== Directions for this task ==
Copy out exactly the line that contains "70L393 58L376 48L369" and all lines following it to the end of the data.

(Stored records)
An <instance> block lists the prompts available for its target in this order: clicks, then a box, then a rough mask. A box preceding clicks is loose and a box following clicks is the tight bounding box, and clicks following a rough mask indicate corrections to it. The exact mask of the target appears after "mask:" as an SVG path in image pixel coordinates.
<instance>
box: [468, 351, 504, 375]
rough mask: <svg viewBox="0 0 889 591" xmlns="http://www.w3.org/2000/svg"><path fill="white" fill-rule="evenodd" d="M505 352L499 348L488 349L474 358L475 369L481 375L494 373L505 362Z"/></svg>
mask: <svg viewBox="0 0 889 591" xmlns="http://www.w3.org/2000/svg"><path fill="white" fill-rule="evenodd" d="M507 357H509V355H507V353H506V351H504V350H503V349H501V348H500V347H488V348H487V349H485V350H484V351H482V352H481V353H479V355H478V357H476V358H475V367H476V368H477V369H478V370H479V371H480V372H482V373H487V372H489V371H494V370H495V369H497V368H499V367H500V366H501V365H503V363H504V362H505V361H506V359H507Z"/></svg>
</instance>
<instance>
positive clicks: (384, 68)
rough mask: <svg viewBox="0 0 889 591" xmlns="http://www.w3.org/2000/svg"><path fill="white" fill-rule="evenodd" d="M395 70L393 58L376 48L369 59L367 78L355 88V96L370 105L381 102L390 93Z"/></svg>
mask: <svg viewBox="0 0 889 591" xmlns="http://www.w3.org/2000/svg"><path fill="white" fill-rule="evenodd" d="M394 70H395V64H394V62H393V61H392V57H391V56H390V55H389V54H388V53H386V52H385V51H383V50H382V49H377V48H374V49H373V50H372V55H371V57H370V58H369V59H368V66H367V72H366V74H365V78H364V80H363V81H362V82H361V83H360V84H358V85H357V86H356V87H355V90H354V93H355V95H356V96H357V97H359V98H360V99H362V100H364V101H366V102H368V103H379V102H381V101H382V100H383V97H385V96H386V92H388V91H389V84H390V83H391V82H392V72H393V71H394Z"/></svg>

== Task answer ==
rough mask: <svg viewBox="0 0 889 591" xmlns="http://www.w3.org/2000/svg"><path fill="white" fill-rule="evenodd" d="M395 70L393 58L376 48L369 59L367 78L355 88V96L370 105L381 102L390 93Z"/></svg>
mask: <svg viewBox="0 0 889 591" xmlns="http://www.w3.org/2000/svg"><path fill="white" fill-rule="evenodd" d="M394 70H395V64H394V62H393V61H392V57H391V56H390V55H389V54H388V53H386V52H385V51H383V50H382V49H377V48H374V49H373V50H372V55H371V57H370V58H369V59H368V66H367V72H366V74H365V78H364V80H363V81H362V82H361V83H360V84H358V85H357V86H356V87H355V90H354V93H355V95H356V96H357V97H359V98H360V99H362V100H364V101H366V102H368V103H379V102H381V101H382V100H383V97H385V96H386V92H388V91H389V84H390V83H391V82H392V72H393V71H394Z"/></svg>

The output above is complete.